(Document extract)

Technological Innovation, Global Value Chain Participation, and the Competitiveness of High-Tech Manufacturing: A Mediation-Moderation Analysis Across 30 Economies (2005–2024)

Authors

Renato Banze

School of Business, Anhui University of Technology, Ma'anshan 243032 (China)

Article Information

DOI: 10.47772/IJRISS.2026.1015EC0048

Subject Category: Economics

Volume/Issue: 10/15 | Page No: 574-591

Publication Timeline

Submitted: 2026-05-07

Accepted: 2026-05-12

Published: 2026-06-02

Abstract

Technological innovation and participation in Global Value Chains (GVCs) jointly shape the competitiveness of high-tech manufacturing in an era defined by digital transformation, technological convergence, and the reorganization of global production networks. This study develops and empirically validates a comprehensive analytical framework linking technological innovation, GVC integration, and industrial competitiveness, and embeds the analysis within the broader agenda of sustainable industrial transformation. Drawing on a balanced panel of 30 economies from 2005 to 2024, we apply two-way fixed-effects regressions, mediation tests, and moderation analyses to examine both the direct and indirect pathways through which innovation influences competitiveness. The findings show that technological innovation exerts a positive and significant effect on high-tech manufacturing competitiveness by raising productivity, lifting product sophistication, and improving cost efficiency. GVC participation enhances competitiveness directly and partially mediates the innovation–competitiveness relationship by facilitating technology transfer, international knowledge diffusion, and functional upgrading toward higher-value segments. Institutional quality and absorptive capacity moderate these effects, amplifying the returns to innovation where governance and human-capital systems are stronger. Marked structural heterogeneity emerges between advanced and emerging economies: innovation yields higher marginal benefits when embedded in mature institutions, while GVC integration is the principal learning channel for catching-up economies. Four firm-level case studies (Intel, Huawei, Samsung, Siemens) corroborate these mechanisms. The results offer strategic guidance for policymakers seeking to strengthen innovation ecosystems, deepen GVC engagement, and sustain competitiveness in an evolving digital and sustainable industrial landscape.

(Written request 1)
Which four firms serve as case studies in the article abstract?
(Written request 2)
Drawing on the article abstract, explain how participation in Global Value Chains is said to partially mediate the relationship between technological innovation and competitiveness.
(Written request 3)
Translate this sentence from the article abstract into French: "Institutional quality and absorptive capacity moderate these effects, amplifying the returns to innovation where governance and human-capital systems are stronger."

(Data section)

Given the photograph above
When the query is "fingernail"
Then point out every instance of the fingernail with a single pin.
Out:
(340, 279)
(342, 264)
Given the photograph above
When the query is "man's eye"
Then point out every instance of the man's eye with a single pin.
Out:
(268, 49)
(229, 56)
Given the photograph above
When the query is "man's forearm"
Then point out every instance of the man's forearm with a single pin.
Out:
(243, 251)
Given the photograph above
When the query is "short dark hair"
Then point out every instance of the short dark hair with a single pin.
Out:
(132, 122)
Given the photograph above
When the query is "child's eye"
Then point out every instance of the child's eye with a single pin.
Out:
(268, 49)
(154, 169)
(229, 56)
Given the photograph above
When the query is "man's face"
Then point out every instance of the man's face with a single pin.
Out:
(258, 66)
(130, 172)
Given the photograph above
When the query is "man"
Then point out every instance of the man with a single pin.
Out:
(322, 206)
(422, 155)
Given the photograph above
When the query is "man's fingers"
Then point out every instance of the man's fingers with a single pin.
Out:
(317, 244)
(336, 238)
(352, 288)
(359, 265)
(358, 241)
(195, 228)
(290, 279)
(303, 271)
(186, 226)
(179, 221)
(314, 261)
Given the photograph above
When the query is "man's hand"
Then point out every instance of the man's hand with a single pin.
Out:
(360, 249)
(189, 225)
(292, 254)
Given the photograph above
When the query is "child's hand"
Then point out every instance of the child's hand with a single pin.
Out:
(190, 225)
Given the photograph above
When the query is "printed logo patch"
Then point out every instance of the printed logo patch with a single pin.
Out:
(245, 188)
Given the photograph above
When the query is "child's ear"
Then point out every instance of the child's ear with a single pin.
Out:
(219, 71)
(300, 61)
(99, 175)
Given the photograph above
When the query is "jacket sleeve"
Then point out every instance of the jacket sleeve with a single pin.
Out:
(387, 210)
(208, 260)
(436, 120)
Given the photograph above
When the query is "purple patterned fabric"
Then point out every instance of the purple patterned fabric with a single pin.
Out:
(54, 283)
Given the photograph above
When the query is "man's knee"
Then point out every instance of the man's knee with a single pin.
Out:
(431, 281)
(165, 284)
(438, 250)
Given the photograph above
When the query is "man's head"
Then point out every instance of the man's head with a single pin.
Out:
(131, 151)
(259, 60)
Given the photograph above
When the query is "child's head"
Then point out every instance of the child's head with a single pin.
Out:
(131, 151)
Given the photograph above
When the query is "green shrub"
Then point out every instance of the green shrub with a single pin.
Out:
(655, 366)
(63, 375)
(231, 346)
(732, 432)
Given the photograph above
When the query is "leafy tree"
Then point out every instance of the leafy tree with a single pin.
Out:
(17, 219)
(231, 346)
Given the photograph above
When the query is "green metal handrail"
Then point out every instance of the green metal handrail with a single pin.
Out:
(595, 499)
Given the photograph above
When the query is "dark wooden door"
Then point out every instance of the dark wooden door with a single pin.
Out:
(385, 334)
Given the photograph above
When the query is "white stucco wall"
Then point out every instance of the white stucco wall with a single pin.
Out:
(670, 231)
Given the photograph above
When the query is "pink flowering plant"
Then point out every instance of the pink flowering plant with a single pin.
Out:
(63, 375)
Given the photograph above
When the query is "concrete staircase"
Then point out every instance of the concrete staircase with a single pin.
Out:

(Full response 1)
Intel, Huawei, Samsung, and Siemens.

(Full response 2)
Participation in Global Value Chains partially mediates this relationship by facilitating technology transfer and international knowledge diffusion. It also enables functional upgrading toward higher-value segments, which strengthens the competitiveness of high-tech manufacturing.

(Full response 3)
La qualité institutionnelle et la capacité d'absorption modèrent ces effets, en amplifiant les rendements de l'innovation là où les systèmes de gouvernance et de capital humain sont plus solides.